EXCERPT TO READ:
_ _ _ _ _
Friday, March 03, 2006

CHESTNUT BLIGHT

Prior to the chestnut blight, one in four hardwood trees in Pennsylvania was a chestnut, according to the American Chestnut Foundation. Mature chestnuts grew to 100 feet tall, and many specimens reached 8-10 feet in diameter. Wildlife including birds, bears, squirrels and deer depend on the tree's abundant crop of nutritious nuts.

Tree expert Tim Phelps is confident that blight-resistant chestnuts are not only possible, but almost here. Blight wiped out virtually all American chestnut trees in North America after it showed up in New York in 1904. Now, seven decades of crossing blight-resistant Chinese chestnut trees with American chestnut trees, and then repeatedly back-crossing the progeny with other American chestnuts, has created 200 hybrids. The trees are now being tested in the Arboretum at Penn State with inoculations of the fungus that causes chestnut blight—with promising results.

Phelps, of the College of Agricultural Sciences and president of the Pennsylvania Chapter of the American Chestnut Foundation, is supervising the project. He explained how the years-long process works. “After a thorough screening process, the trees that show total resistance to the blight will be selected as parents of the seed that will be used to reintroduce American chestnuts into the forests of the Mid-Atlantic region,” Phelps said. “All the progeny of the trees selected after inoculation will be blight resistant. We are that close.”
_ _ _ _ _
SOURCE MATERIAL:
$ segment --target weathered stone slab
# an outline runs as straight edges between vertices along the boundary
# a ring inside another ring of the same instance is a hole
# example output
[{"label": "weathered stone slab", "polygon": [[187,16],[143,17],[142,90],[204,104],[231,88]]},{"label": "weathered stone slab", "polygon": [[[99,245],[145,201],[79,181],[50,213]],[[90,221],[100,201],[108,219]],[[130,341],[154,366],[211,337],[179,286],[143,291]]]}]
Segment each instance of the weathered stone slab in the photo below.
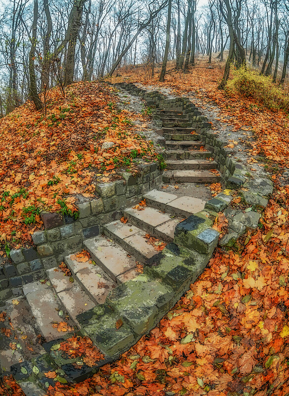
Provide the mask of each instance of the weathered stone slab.
[{"label": "weathered stone slab", "polygon": [[168,204],[166,206],[166,210],[169,213],[187,217],[203,210],[205,204],[205,201],[199,198],[180,197]]},{"label": "weathered stone slab", "polygon": [[[43,337],[47,341],[57,338],[59,333],[52,327],[52,324],[61,321],[58,312],[62,309],[62,307],[52,288],[35,282],[25,285],[23,292]],[[70,320],[68,323],[70,326],[74,324]]]},{"label": "weathered stone slab", "polygon": [[103,238],[92,238],[84,246],[95,262],[114,281],[117,277],[135,267],[135,260],[127,257],[121,246]]},{"label": "weathered stone slab", "polygon": [[171,288],[140,275],[119,285],[107,300],[136,335],[147,333],[167,312],[174,298]]},{"label": "weathered stone slab", "polygon": [[128,326],[108,307],[96,307],[78,319],[84,333],[107,357],[119,355],[135,342]]},{"label": "weathered stone slab", "polygon": [[125,209],[124,216],[135,225],[145,229],[151,235],[154,233],[155,227],[171,219],[169,215],[150,207],[145,208],[142,211],[133,208]]},{"label": "weathered stone slab", "polygon": [[144,198],[146,199],[147,205],[161,210],[165,210],[166,204],[177,198],[177,195],[174,194],[169,194],[158,190],[152,190],[144,195]]},{"label": "weathered stone slab", "polygon": [[158,225],[155,228],[154,233],[158,238],[166,242],[172,242],[173,240],[175,227],[182,219],[179,218],[171,219],[164,224]]}]

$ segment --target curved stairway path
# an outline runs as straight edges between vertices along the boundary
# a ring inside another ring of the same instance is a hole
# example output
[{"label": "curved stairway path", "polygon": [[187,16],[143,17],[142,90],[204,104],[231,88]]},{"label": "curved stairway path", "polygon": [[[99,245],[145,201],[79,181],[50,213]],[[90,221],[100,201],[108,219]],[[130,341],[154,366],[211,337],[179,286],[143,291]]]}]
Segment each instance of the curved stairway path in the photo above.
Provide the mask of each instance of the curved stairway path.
_ _ _ _ _
WORK ORDER A: Transcribe the stretch of the chestnut blight piece from "Prior to the" through "blight—with promising results.".
WORK ORDER B: Decide whether each statement agrees with the chestnut blight piece, and answer yes or no with the deciding words quoted: (i) The blight first appeared in New York in 1904. (ii) The crossing program has produced 300 hybrids. (iii) Phelps is president of the Pennsylvania Chapter of the American Chestnut Foundation.

ANSWER A:
Prior to the chestnut blight, one in four hardwood trees in Pennsylvania was a chestnut, according to the American Chestnut Foundation. Mature chestnuts grew to 100 feet tall, and many specimens reached 8-10 feet in diameter. Wildlife including birds, bears, squirrels and deer depend on the tree's abundant crop of nutritious nuts.

Tree expert Tim Phelps is confident that blight-resistant chestnuts are not only possible, but almost here. Blight wiped out virtually all American chestnut trees in North America after it showed up in New York in 1904. Now, seven decades of crossing blight-resistant Chinese chestnut trees with American chestnut trees, and then repeatedly back-crossing the progeny with other American chestnuts, has created 200 hybrids. The trees are now being tested in the Arboretum at Penn State with inoculations of the fungus that causes chestnut blight—with promising results.

ANSWER B:
(i) Yes: "after it showed up in New York in 1904"
(ii) No: "has created 200 hybrids"
(iii) Yes: "president of the Pennsylvania Chapter of the American Chestnut Foundation"